説明

内外気切替装置

【課題】導入口周りのシール性を確保する。
【解決手段】導入口1bを囲うと共にダッシュパネルと直接当接するシール面Rの少なくとも一部の領域R1が高強度領域R1とされている。

【発明の詳細な説明】
【技術分野】
【0001】
本発明は、内外気切替装置に関するものである。
【背景技術】
【0002】
内外気切替装置は、車両に搭載され、車室内の内気あるいは車外の外気を選択的に車両用空気調和装置に対して取込むためのものであり、取込む空気を内気から外気あるいは外気から内気に切替可能に構成されている。
このような内外気切替装置は、内気導入口と外気導入口とを有するケースと、内気導入口及び外気導入口を選択的に閉鎖するダンパとを備えており、ダンパにより内気導入口を閉鎖する場合に外気をケース内に取込み、ダンパにより外気導入口を閉鎖する場合に内気をケース内に取込む。そして、ケース内に取込まれた空気が車両用空気調和装置によって温調されることによって調和空気が生成される。

——

作業内容
上に示した内外気切替装置についての文書を、最後の文に続けて書き進めてください。

提供資料
——

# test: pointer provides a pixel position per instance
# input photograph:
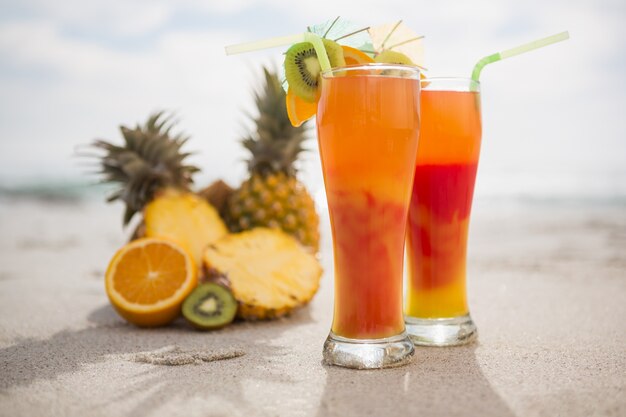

——

出力結果
【0003】
ところで、内外気切替装置は、車室内に搭載され、車室とエンジンルームとを仕切るダッシュパネル(隔壁)に固定されている。そして、特許文献1に示すように、一般的に外気導入口周りにはフランジが形成され、当該フランジがダッシュパネルに当接されて外気導入口がエンジンルームと接続されている。
【先行技術文献】
【特許文献】
【0004】
【特許文献1】特開2002−137621号公報
【発明の概要】
【発明が解決しようとする課題】
【0005】
しかしながら、フランジは、薄い板状の形状を有しているため、ケースの他の部位と比較して強度が低い。このため、内外気切替装置の組立ての際に予期せぬ力が加わり、フランジが変形する虞がある。特に外気導入口周りのフランジは、ケースをダッシュパネルに取り付ける際に支点とされることが多く、取り付け時に変形する虞が高い。このように外気導入口周りのフランジが変形すると、ケースとダッシュパネルとの間のシール性が悪化し、意図せずに外気が車室内に流れる可能性がある。
【0006】
なお、上述のようなフランジは、外気導入口周りにのみ設けられるものではなく、内気導入口等が他の部材と接続するように配置される場合には、当該内気導入口周りにも形成される。そして、このような内気導入口周りに形成されるフランジについても、外気導入口周りに形成されるフランジと同様に変形する虞を含んでいる。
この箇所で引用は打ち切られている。